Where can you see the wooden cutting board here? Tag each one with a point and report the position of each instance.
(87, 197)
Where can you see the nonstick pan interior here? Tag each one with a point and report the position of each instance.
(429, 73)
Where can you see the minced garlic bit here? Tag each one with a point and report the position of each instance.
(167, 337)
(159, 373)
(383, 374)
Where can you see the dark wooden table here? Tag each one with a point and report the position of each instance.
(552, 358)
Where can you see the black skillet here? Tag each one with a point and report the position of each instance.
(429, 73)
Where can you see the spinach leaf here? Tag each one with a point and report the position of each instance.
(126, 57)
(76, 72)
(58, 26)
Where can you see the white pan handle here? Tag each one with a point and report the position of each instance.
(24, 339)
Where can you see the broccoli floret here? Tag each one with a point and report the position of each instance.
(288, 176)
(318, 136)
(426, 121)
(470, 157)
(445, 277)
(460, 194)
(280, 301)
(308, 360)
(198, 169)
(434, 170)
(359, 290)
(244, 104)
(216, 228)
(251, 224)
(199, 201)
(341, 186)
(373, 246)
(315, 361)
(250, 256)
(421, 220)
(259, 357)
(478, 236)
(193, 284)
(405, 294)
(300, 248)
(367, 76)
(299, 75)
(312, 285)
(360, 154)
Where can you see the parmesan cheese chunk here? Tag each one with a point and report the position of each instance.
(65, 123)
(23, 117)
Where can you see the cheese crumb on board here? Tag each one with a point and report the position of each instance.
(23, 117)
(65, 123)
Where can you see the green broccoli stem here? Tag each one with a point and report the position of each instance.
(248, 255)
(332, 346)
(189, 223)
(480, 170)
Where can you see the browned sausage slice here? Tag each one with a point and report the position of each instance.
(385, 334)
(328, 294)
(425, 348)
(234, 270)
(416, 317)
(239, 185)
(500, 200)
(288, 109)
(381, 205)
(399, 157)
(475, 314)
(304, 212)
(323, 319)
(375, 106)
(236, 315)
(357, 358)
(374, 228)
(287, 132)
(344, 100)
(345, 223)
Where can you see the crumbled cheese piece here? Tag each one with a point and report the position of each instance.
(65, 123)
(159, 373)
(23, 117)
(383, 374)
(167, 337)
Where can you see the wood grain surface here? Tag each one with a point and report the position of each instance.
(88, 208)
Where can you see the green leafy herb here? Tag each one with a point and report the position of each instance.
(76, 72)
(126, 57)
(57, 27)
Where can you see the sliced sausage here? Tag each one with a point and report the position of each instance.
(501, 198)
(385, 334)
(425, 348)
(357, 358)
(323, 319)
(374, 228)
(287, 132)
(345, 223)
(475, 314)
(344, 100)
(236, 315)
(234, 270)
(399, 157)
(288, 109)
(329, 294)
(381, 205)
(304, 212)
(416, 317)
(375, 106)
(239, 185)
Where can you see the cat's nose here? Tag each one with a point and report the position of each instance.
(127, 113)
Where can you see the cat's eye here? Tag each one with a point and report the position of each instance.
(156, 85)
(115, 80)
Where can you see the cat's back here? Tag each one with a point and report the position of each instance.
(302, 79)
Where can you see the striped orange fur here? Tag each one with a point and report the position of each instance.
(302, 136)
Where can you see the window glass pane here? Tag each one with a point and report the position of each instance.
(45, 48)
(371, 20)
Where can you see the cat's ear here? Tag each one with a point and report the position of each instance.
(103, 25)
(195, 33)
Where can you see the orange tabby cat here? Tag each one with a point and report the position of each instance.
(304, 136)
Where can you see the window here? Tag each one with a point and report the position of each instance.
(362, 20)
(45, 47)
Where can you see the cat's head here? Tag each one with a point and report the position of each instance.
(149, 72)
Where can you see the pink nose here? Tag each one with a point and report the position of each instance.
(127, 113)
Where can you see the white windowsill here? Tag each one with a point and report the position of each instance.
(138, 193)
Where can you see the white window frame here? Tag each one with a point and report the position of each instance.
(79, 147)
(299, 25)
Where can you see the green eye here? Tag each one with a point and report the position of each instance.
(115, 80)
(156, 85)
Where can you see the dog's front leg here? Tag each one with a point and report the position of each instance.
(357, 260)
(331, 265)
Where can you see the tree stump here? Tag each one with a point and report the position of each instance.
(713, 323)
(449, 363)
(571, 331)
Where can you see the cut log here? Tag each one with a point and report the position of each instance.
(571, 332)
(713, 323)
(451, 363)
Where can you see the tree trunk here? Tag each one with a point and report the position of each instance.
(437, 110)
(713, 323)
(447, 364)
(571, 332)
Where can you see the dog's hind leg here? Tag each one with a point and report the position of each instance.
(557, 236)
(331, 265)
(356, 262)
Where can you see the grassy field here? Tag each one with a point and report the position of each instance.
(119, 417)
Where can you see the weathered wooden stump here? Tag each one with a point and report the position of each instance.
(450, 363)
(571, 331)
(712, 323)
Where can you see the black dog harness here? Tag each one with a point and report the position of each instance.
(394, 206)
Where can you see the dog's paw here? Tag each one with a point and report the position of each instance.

━━━━━━

▶ **Exercise directions**
Copy each record from above exactly, and include every line.

▶ **Solved exercise**
Where can you see the wooden cutting board here? Tag each one with a point and report the position of each instance.
(87, 197)
Where can you see the nonstick pan interior here? Tag each one with a point and report the position of each instance.
(429, 73)
Where can you see the minced garlic bit here? Tag each one with a point and report the position of each instance.
(167, 337)
(159, 373)
(383, 374)
Where can you see the dark wooden table here? Tag each one with a point and report the position of each instance.
(552, 358)
Where can you see the black skillet here? Tag each one with a point and report the position of each instance.
(429, 73)
Where can you see the spinach leaf here? Tag each one with a point and report the position of each instance.
(126, 57)
(76, 72)
(58, 26)
Where can you see the white pan handle here? Tag each one with a point and report the position of each instance.
(24, 339)
Where can you see the broccoli floret here? Tag each one with a point and report the position of each instance.
(288, 176)
(318, 136)
(426, 121)
(470, 157)
(445, 277)
(460, 194)
(280, 301)
(308, 360)
(198, 169)
(434, 170)
(359, 290)
(244, 104)
(216, 228)
(251, 224)
(199, 201)
(341, 186)
(373, 246)
(315, 361)
(250, 256)
(421, 220)
(259, 357)
(478, 236)
(193, 284)
(405, 294)
(300, 248)
(367, 76)
(299, 75)
(312, 285)
(360, 154)
Where can you see the parmesan cheese chunk here? Tag each one with a point and report the position of each instance.
(65, 123)
(23, 117)
Where can you see the cheese crumb on board here? Tag each one with a point and report the position of each instance.
(23, 117)
(65, 123)
Where can you see the green broccoli stem here? Tag each one with a point and report the position of each instance.
(248, 255)
(332, 346)
(189, 223)
(480, 170)
Where can you see the browned sausage slice here? Tag each one with a point and report the position of each instance.
(385, 334)
(328, 294)
(425, 348)
(234, 270)
(416, 317)
(239, 185)
(500, 200)
(288, 109)
(381, 205)
(399, 157)
(475, 314)
(304, 212)
(323, 319)
(375, 106)
(236, 315)
(357, 358)
(374, 228)
(287, 132)
(344, 100)
(345, 223)
Where can you see the crumbled cheese piece here? Tag each one with a point and report the position of each instance.
(65, 123)
(159, 373)
(23, 117)
(383, 374)
(167, 337)
Where can you see the wood grain surface here? Tag each one with a point and report the position of each instance.
(88, 208)
Where can you see the green leafy herb here? Tag each one with a point and report the position of each instance.
(76, 72)
(126, 57)
(57, 27)
Where can you see the sliced sausage here? Tag each one with a point and report the position of each instance.
(501, 198)
(385, 334)
(425, 348)
(357, 358)
(323, 319)
(374, 228)
(287, 132)
(345, 223)
(475, 314)
(344, 100)
(236, 315)
(234, 270)
(399, 157)
(288, 109)
(329, 294)
(381, 205)
(304, 212)
(416, 317)
(375, 106)
(239, 185)
Where can you see the cat's nose here? Tag each one with a point and report the position of each instance.
(127, 113)
Where can you see the cat's eye here? Tag each one with a point and report the position of each instance.
(156, 85)
(115, 80)
Where can you see the cat's back here? Tag each one with a point and report the position of each instance.
(302, 79)
Where can you see the striped orange fur here? Tag each one with a point and report the position of each instance.
(302, 136)
Where can you see the window glass pane here? Tag each one with a point and report the position of each instance.
(45, 48)
(371, 20)
Where can you see the cat's ear here? Tag each one with a point and report the position of each instance.
(103, 25)
(195, 33)
Where can you see the orange tabby cat here? Tag each one with a point and report the position of each instance.
(304, 136)
Where can you see the window here? Tag each one with a point and report the position of each instance.
(362, 20)
(45, 47)
Where can you see the cat's head here? Tag each one with a point and report the position of each instance.
(149, 72)
Where can you see the pink nose here? Tag each one with a point and report the position of each instance.
(127, 113)
Where can you see the white windowsill here? Tag each one with a point and report the position of each instance.
(138, 193)
Where can you see the white window frame here? Tag each one with a point and report the position of each instance.
(79, 147)
(299, 25)
Where can you see the green eye here? Tag each one with a point and report the position of each instance.
(115, 80)
(156, 85)
Where can you see the dog's front leg here? Tag each one with a point and report the position of each instance.
(357, 260)
(331, 265)
Where can you see the tree stump here? Tag each one with a point and report the position of each instance.
(713, 323)
(449, 363)
(571, 331)
Where can you see the cut log here? Tag each one with a point and report the position of each instance.
(571, 332)
(713, 323)
(451, 363)
Where can you see the tree trunk here? Tag each one with a point and report the position of each instance.
(437, 110)
(713, 323)
(447, 364)
(571, 332)
Where can you see the dog's hind leg here? Tag each one with a point and report the position of each instance.
(557, 236)
(331, 265)
(356, 262)
Where can you see the grassy field here? Tag each one with a point and report the position of each instance.
(119, 417)
Where can you see the weathered wooden stump here? Tag each one with a point and report the position of each instance.
(450, 363)
(571, 331)
(712, 323)
Where can you see the black dog harness here? Tag each one with a point and report the position of each instance.
(394, 206)
Where can you see the dog's paw here? Tag each one with a point and report the position of each instance.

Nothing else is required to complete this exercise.